What the task requires
Starting at the line that contains "Target: <item>dark conifer tree</item>" and going through the end of the material, lay out every line as a JSON list of strings, one string per line, leaving out blank lines.

** start of Records for this exercise **

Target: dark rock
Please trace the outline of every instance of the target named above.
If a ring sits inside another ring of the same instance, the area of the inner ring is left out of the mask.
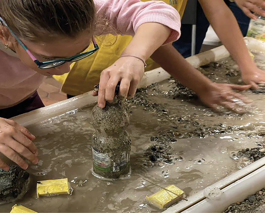
[[[7,172],[0,169],[0,204],[23,198],[29,180],[29,173],[17,166],[11,166]]]
[[[255,195],[250,195],[248,196],[248,201],[251,203],[255,202],[256,200],[256,197],[255,197]]]
[[[157,155],[152,155],[149,156],[149,158],[151,161],[156,161],[159,159],[159,156]]]

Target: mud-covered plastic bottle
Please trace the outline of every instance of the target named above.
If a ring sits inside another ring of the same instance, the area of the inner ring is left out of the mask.
[[[265,9],[262,9],[265,10]],[[251,20],[247,36],[265,41],[265,17],[256,13],[254,14],[258,18]]]
[[[93,173],[107,179],[117,179],[130,173],[131,141],[125,130],[129,115],[122,102],[116,98],[101,109],[92,111]]]

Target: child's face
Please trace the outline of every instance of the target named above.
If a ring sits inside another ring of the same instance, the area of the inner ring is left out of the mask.
[[[63,36],[49,41],[32,42],[21,41],[31,52],[40,62],[69,58],[80,53],[86,49],[92,35],[87,31],[81,33],[74,38]],[[44,75],[60,75],[70,71],[70,63],[50,69],[39,69],[29,55],[17,42],[12,43],[14,48],[21,61],[36,71]]]

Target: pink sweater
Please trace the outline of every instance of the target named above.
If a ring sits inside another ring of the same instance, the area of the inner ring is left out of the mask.
[[[165,43],[180,36],[180,18],[172,7],[161,1],[94,0],[98,14],[112,23],[114,34],[133,35],[138,27],[147,22],[167,26],[171,34]],[[0,42],[0,109],[23,101],[35,91],[44,79],[24,65]]]

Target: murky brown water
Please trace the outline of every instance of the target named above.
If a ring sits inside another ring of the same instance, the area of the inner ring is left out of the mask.
[[[256,62],[265,70],[264,59],[263,55],[256,55]],[[228,65],[212,70],[213,74],[209,74],[211,78],[238,83],[239,76],[225,74],[226,68],[237,69],[234,63],[230,59],[226,63]],[[40,161],[28,169],[32,175],[32,186],[20,204],[43,212],[159,212],[145,200],[146,195],[158,189],[141,177],[164,187],[174,184],[191,195],[239,169],[241,165],[230,157],[231,152],[263,142],[263,138],[257,134],[265,130],[265,100],[254,101],[256,107],[251,113],[240,116],[218,114],[201,106],[195,99],[173,99],[165,95],[165,91],[172,93],[173,86],[166,81],[147,92],[148,99],[160,106],[158,108],[161,106],[165,110],[163,113],[149,110],[146,106],[130,104],[131,174],[122,179],[104,181],[92,174],[92,108],[28,127],[38,136],[35,142]],[[265,99],[263,94],[243,93],[252,100]],[[220,130],[218,127],[223,128]],[[200,127],[213,127],[212,133],[203,137],[194,136]],[[151,141],[150,137],[169,131],[173,131],[177,140],[167,142],[172,147],[173,160],[170,163],[158,161],[153,165],[144,156],[145,150],[156,143]],[[74,189],[71,195],[36,199],[36,181],[65,177]],[[1,206],[0,212],[9,212],[14,204]]]

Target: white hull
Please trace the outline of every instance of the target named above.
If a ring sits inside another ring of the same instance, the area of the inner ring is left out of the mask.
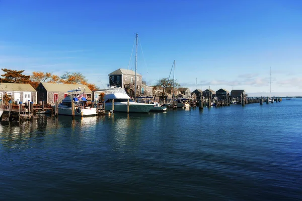
[[[189,103],[177,103],[177,107],[180,108],[189,108],[190,104]]]
[[[71,116],[72,109],[70,107],[61,107],[59,105],[58,113],[60,115]],[[89,108],[85,109],[75,109],[74,116],[85,116],[97,114],[97,108]]]
[[[167,110],[167,107],[166,106],[154,106],[150,111],[153,112],[163,112]]]
[[[149,104],[129,102],[129,112],[148,112],[154,107],[153,105]],[[114,103],[114,112],[127,112],[127,102],[119,102]],[[106,103],[105,110],[107,111],[112,110],[112,103]]]

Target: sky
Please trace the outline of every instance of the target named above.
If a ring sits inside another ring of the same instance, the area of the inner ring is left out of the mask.
[[[104,88],[110,73],[135,71],[137,33],[148,85],[175,60],[191,91],[302,96],[301,11],[295,0],[0,0],[0,69],[80,72]]]

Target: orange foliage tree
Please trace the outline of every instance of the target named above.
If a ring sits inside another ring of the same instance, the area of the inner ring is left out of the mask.
[[[31,85],[34,88],[36,88],[40,82],[60,83],[61,80],[59,76],[53,75],[52,73],[33,72],[31,76]]]
[[[30,83],[30,76],[22,75],[24,70],[15,71],[7,69],[1,69],[4,74],[1,76],[4,77],[1,79],[1,82],[9,83],[22,83],[27,84]]]
[[[87,85],[91,91],[97,91],[99,88],[94,84],[87,82],[85,77],[81,73],[67,72],[61,77],[61,81],[64,84],[82,84]]]

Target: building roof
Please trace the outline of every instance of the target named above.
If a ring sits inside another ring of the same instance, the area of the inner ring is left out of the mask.
[[[232,96],[240,96],[244,92],[244,89],[233,89],[231,91]]]
[[[216,93],[215,91],[212,90],[211,89],[206,89],[205,90],[203,91],[204,92],[206,91],[210,91],[212,93]]]
[[[47,91],[67,93],[68,91],[79,89],[81,89],[82,91],[84,91],[84,90],[85,89],[86,93],[92,93],[91,90],[86,85],[56,84],[45,82],[41,83],[40,84],[42,85]],[[79,87],[81,87],[81,88],[79,88]]]
[[[5,83],[0,84],[0,91],[37,92],[29,84]]]
[[[201,90],[201,89],[195,89],[193,92],[194,92],[194,93],[196,93],[196,92],[198,92],[199,93],[202,93],[203,92],[202,90]]]
[[[127,70],[127,69],[118,69],[116,71],[114,71],[112,73],[110,73],[109,75],[109,76],[113,76],[113,75],[131,75],[131,76],[135,76],[135,72],[133,71],[129,70],[129,69]],[[138,74],[136,72],[136,76],[141,76],[141,75]]]
[[[188,89],[188,87],[180,87],[178,88],[178,91],[186,91]]]
[[[219,90],[217,90],[216,92],[217,92],[217,91],[225,91],[225,92],[229,92],[229,93],[230,93],[230,92],[229,92],[229,91],[228,91],[227,90],[226,90],[226,89],[222,89],[222,88],[221,88],[221,89],[219,89]]]

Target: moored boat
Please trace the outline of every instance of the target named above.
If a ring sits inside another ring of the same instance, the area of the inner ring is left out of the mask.
[[[58,114],[64,115],[72,115],[72,102],[73,101],[74,116],[85,116],[97,114],[97,108],[88,106],[87,101],[85,97],[73,96],[75,92],[81,92],[80,90],[68,91],[69,94],[65,97],[58,106]],[[54,109],[55,106],[53,106]]]
[[[128,101],[129,112],[148,112],[154,106],[149,104],[134,102],[123,88],[111,88],[99,91],[103,91],[105,93],[105,109],[107,111],[127,112]]]
[[[167,110],[167,106],[162,106],[157,102],[151,102],[150,104],[154,105],[153,108],[150,110],[150,111],[163,112]]]

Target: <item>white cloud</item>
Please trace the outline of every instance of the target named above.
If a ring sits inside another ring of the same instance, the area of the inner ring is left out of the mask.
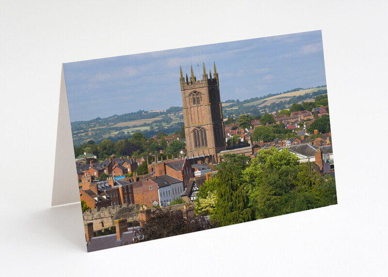
[[[323,45],[322,42],[318,42],[318,43],[313,43],[311,44],[307,44],[304,45],[302,47],[301,52],[303,54],[312,54],[313,53],[316,53],[320,51],[322,51]]]
[[[274,75],[269,74],[264,76],[264,77],[262,79],[262,81],[270,82],[272,81],[272,80],[274,80],[274,78],[275,77],[274,76]]]
[[[255,87],[256,87],[257,89],[258,89],[258,90],[259,91],[259,90],[263,90],[264,89],[265,89],[267,87],[270,87],[271,86],[272,86],[272,85],[266,84],[266,85],[258,85],[258,86],[256,86]]]
[[[266,73],[267,72],[269,72],[271,71],[271,68],[256,68],[255,69],[255,72],[257,73]]]
[[[139,74],[139,71],[131,66],[120,67],[110,73],[99,72],[92,76],[90,82],[117,80],[122,78],[131,77]]]
[[[131,77],[139,74],[139,71],[130,66],[125,66],[123,68],[123,73],[126,76]]]

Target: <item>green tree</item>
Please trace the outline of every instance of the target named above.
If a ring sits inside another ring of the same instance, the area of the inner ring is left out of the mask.
[[[312,132],[314,130],[317,130],[321,133],[325,133],[328,130],[330,130],[330,118],[326,114],[322,115],[318,119],[316,119],[315,121],[311,124],[307,130],[309,132]]]
[[[141,141],[142,140],[145,140],[147,139],[146,136],[140,132],[136,132],[132,135],[132,139],[136,141]]]
[[[215,177],[219,179],[215,207],[210,215],[212,222],[226,226],[251,220],[251,209],[248,208],[249,199],[240,186],[232,166],[219,171]]]
[[[186,134],[185,134],[185,125],[183,124],[182,125],[182,127],[180,128],[180,132],[179,133],[179,138],[185,138],[185,137]]]
[[[105,140],[98,145],[98,158],[106,158],[114,152],[114,143],[111,140]]]
[[[256,127],[253,130],[252,134],[252,138],[253,141],[262,140],[264,142],[269,142],[273,141],[275,137],[274,129],[267,126]]]
[[[272,124],[276,122],[276,120],[274,119],[274,116],[272,114],[265,114],[260,118],[260,122],[261,124],[265,125],[267,123]]]
[[[181,210],[159,208],[143,224],[138,233],[143,241],[151,241],[209,229],[209,221],[201,217],[183,216]]]
[[[167,145],[167,140],[166,140],[164,136],[162,136],[160,140],[161,140],[161,144],[160,145],[160,147],[162,148],[163,150],[165,150],[168,146]]]
[[[158,133],[158,134],[156,135],[156,139],[162,139],[162,137],[164,137],[164,133],[162,132],[159,132]]]
[[[247,167],[251,161],[251,158],[244,155],[237,155],[227,153],[222,156],[222,162],[217,165],[219,171],[226,170],[229,166],[232,166],[238,179],[240,179],[242,171]]]
[[[184,204],[186,203],[185,200],[184,200],[181,198],[177,198],[175,200],[173,200],[171,202],[170,202],[170,205],[169,206],[171,206],[172,205],[177,205],[177,204]]]
[[[249,128],[251,127],[251,118],[248,114],[242,114],[237,119],[237,123],[239,124],[241,129]]]
[[[162,144],[161,142],[161,144]],[[180,152],[181,150],[184,149],[185,146],[186,144],[183,141],[176,139],[174,140],[170,143],[170,145],[166,149],[166,153],[167,155],[176,155]]]
[[[287,110],[282,110],[279,112],[278,115],[285,115],[286,116],[290,116],[291,115],[291,112]]]
[[[291,107],[290,107],[290,113],[299,112],[299,111],[303,110],[303,106],[301,104],[296,104],[296,103],[294,103],[291,105]]]
[[[137,175],[144,175],[144,174],[148,174],[148,163],[147,163],[146,159],[136,169],[136,172]]]
[[[232,117],[230,116],[227,118],[227,119],[226,121],[225,121],[225,125],[229,125],[229,124],[232,124],[236,122],[236,120],[234,120]]]
[[[87,210],[90,210],[90,207],[88,207],[86,204],[86,202],[84,200],[81,200],[81,208],[82,208],[82,212],[84,212]]]

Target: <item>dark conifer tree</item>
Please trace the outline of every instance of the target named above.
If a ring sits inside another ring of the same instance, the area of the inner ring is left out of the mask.
[[[211,220],[216,225],[226,226],[251,220],[249,198],[240,186],[231,166],[220,171],[216,177],[220,186],[216,190],[217,202]]]

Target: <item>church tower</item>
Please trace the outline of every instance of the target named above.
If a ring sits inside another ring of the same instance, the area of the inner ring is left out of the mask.
[[[180,90],[183,103],[187,155],[189,159],[209,157],[218,162],[217,153],[225,150],[225,132],[220,98],[218,74],[208,74],[203,64],[202,79],[197,80],[191,66],[190,80],[180,67]]]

** end of Records for this exercise **

Reply to the task
[
  "Target: <item>dark conifer tree</item>",
  "Please trace the outline of every instance of the target named above.",
  "If a ring sits inside another ring of the same instance, the area of the inner ring is left out of the mask.",
  "[[[211,220],[216,225],[226,226],[251,220],[249,198],[240,186],[231,166],[220,171],[216,177],[220,186],[216,190],[217,202]]]",
  "Target: <item>church tower</item>",
  "Please trace the outline of every instance of the target named above.",
  "If a ring sits inside another ring of the same instance, the area of the inner ring is left out of the mask.",
  "[[[180,90],[183,103],[187,155],[189,159],[209,157],[218,162],[217,153],[225,150],[225,132],[220,98],[218,74],[208,74],[203,64],[202,79],[197,80],[191,66],[190,80],[180,67]]]"
]